#### MATERIAL PROVIDED ####

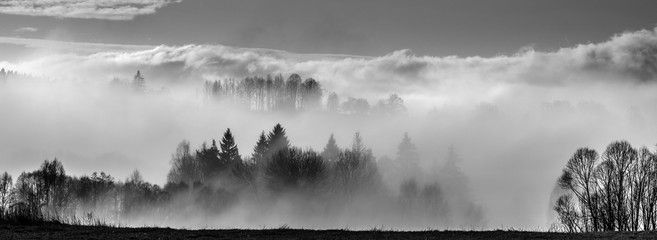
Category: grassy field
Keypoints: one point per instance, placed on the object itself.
(61, 231)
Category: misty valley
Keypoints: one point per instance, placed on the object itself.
(127, 119)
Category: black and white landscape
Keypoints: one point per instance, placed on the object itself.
(359, 115)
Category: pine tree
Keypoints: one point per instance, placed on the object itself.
(333, 102)
(229, 152)
(261, 148)
(277, 139)
(358, 145)
(331, 150)
(209, 161)
(407, 157)
(138, 82)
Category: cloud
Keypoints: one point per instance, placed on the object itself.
(26, 30)
(98, 9)
(626, 57)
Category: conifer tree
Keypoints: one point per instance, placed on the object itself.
(138, 82)
(331, 150)
(261, 148)
(229, 152)
(407, 157)
(277, 139)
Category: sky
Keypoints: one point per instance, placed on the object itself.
(364, 27)
(491, 78)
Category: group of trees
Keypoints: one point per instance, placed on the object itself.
(616, 191)
(49, 194)
(294, 94)
(216, 177)
(268, 93)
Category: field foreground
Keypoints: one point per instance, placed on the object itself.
(60, 231)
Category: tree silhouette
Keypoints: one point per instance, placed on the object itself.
(408, 158)
(210, 165)
(331, 150)
(138, 82)
(261, 148)
(333, 102)
(229, 152)
(5, 191)
(184, 167)
(277, 139)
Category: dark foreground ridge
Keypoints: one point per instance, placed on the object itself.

####

WHAT NEEDS TO BE DONE —
Copy down each line in the entries that has the word "foreground".

SOLUTION TO THIS TASK —
Category: field foreground
Category: dark foreground ridge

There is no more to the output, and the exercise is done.